Artifact of "Distributed Continuation Stealing is More Scalable than You Might Think" in Cluster '22

This is the artifact of the following paper:

Shumpei Shiina, Kenjiro Taura. Distributed Continuation Stealing is More Scalable than You Might Think. in the 24th IEEE International Conference on Cluster Computing (Cluster ‘22). 2022.

Directory Structure

massivethreads-dm: MassiveThreads/DM
- Original repository: https://github.com/shigeki-akiyama/massivethreads-dm
dnpbenchs: Benchmarks for MassiveThreads/DM
isola: job management tool
- Original repository: https://github.com/s417-lama/isola
raw_results: raw experimental data obtained in our environments

Competitors of UTS:

saws: SAWS
- Original repository: https://github.com/brianlarkins/saws
charm: Charm++
- Original repository: https://github.com/UIUC-PPL/charm
x10: X10
- Original repository: https://github.com/x10-lang/x10
- The UTS benchmark was taken from: https://github.com/x10-lang/x10-benchmarks

Subdirs in `massivethreads-dm`

Several versions of MassiveThreads/DM are separately managed in subdirs.

Continuation stealing with different join implementations (Section III):

waitq: stalling join (baseline)
waitq_gc: stalling join + local collection
greedy: greedy join
greedy_gc: greedy join + local collection

Child stealing (Section IV.B):

child_stealing: RtC threads
child_stealing_ult: Full threads

Extended future implementations for evaluation of LCS (Section V.D):

future_multi: Cont. Steal (greedy) in TABLE III (based on greedy_gc)
waitq_gc_multi: Cont. Steal (stalling) in TABLE III (based on waitq_gc)

### Data shown
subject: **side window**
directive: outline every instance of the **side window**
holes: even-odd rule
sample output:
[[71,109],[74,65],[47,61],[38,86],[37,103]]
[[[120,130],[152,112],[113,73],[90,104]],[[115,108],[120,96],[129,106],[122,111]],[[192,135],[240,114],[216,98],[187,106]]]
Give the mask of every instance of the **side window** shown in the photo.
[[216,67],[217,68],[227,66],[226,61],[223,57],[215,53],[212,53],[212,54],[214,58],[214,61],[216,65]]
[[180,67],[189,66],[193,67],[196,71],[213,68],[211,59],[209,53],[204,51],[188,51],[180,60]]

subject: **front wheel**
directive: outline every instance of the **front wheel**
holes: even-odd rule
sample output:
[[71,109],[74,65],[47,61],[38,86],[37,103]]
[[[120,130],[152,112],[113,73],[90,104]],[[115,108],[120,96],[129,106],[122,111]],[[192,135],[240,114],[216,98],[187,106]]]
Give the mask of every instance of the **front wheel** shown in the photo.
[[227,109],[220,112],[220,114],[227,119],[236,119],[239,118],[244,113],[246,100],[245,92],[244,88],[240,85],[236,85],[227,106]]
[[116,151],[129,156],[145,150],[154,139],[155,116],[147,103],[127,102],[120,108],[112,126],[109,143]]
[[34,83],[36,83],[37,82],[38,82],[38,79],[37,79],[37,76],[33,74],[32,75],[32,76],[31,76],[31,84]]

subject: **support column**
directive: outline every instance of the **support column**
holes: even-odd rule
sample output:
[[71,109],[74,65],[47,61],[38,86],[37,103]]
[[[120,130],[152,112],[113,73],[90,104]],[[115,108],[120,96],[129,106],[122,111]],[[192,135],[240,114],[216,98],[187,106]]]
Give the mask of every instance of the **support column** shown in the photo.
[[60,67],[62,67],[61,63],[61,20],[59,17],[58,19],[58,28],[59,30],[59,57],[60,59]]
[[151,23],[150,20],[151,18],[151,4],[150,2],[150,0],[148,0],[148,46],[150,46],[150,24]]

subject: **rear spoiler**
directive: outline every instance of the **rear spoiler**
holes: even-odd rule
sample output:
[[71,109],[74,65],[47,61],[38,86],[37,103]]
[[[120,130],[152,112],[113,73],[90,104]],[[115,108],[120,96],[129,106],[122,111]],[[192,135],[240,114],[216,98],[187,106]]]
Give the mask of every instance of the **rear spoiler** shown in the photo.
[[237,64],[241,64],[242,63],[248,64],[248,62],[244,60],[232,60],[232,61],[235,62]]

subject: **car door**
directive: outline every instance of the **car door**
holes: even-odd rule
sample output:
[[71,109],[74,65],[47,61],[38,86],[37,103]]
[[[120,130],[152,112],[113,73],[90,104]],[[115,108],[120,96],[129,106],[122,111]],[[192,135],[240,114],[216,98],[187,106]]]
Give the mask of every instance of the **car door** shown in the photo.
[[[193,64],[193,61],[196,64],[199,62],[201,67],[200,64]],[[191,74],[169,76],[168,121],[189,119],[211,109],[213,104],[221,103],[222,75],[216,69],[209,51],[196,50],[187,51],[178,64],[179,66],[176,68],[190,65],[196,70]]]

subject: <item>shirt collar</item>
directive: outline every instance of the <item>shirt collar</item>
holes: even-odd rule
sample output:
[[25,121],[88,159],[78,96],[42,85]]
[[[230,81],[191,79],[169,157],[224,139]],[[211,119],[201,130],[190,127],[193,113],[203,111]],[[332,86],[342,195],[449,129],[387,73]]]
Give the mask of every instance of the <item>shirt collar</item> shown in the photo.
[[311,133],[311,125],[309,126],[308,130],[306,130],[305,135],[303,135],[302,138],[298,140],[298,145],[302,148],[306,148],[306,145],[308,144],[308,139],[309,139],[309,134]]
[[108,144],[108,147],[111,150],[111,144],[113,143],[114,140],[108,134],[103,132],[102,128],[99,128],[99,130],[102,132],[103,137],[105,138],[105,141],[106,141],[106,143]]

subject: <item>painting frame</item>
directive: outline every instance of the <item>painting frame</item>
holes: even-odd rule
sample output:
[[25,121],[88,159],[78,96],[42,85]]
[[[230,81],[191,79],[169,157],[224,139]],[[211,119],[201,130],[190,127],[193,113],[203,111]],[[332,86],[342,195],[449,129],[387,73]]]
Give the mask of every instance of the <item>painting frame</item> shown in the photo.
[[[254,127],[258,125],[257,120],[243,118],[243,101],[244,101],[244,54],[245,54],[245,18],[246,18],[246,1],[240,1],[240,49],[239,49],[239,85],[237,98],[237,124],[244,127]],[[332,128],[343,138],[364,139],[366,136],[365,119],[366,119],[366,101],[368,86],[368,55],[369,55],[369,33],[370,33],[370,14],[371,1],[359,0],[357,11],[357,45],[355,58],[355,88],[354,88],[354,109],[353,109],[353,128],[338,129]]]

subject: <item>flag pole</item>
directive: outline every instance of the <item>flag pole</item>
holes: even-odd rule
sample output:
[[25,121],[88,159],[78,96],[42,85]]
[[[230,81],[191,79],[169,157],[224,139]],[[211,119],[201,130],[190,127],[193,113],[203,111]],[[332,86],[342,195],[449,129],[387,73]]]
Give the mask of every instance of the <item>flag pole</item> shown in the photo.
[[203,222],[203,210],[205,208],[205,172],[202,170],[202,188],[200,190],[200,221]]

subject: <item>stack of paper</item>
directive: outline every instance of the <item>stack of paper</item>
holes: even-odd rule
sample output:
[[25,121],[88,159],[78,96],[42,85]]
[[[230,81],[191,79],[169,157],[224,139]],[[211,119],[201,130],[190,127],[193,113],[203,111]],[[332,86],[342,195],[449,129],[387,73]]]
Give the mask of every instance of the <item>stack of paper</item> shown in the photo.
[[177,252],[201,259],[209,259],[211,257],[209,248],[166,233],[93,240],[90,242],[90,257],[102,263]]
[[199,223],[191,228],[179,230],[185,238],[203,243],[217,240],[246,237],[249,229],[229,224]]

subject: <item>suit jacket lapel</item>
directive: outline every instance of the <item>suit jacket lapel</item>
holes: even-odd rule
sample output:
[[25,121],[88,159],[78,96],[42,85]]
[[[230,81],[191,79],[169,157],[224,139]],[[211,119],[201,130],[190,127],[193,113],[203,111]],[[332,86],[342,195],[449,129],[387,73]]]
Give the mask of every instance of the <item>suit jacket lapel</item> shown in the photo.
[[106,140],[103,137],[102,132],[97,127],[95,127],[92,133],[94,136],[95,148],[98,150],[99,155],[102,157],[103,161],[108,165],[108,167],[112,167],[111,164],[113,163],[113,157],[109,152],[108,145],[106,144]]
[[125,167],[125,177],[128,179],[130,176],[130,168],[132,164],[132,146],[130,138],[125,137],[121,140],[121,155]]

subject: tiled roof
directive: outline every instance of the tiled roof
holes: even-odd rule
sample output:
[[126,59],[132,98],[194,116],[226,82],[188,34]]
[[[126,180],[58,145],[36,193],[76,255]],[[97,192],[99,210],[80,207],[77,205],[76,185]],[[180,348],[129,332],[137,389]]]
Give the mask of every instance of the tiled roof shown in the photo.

### Task instructions
Return the part of the artifact README above from "Child stealing (Section" to "(based on greedy_gc)", copied word for word.

### Output of the task
Child stealing (Section IV.B):

child_stealing: RtC threads
child_stealing_ult: Full threads

Extended future implementations for evaluation of LCS (Section V.D):

future_multi: Cont. Steal (greedy) in TABLE III (based on greedy_gc)